What the task asks:
Your task is to gather the lines below that hold the string "query".

Data:
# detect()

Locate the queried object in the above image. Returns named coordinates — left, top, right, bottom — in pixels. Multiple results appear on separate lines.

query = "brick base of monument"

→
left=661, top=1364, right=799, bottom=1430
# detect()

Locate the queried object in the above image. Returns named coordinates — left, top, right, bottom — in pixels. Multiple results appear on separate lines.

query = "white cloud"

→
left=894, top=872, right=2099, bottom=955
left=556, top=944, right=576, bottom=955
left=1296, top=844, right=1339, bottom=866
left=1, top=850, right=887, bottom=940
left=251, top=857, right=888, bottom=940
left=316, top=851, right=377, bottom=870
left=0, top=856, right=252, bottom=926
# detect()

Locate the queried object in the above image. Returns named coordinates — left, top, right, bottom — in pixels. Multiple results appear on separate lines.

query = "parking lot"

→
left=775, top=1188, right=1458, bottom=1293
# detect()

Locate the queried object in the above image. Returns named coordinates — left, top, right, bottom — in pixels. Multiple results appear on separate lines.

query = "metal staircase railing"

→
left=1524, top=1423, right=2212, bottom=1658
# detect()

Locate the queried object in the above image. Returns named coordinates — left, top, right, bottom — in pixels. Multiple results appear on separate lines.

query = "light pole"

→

Solution to this problem:
query = "brick base of monument"
query = "white cloud"
query = "parking lot"
query = "metal staircase railing"
query = "light pole"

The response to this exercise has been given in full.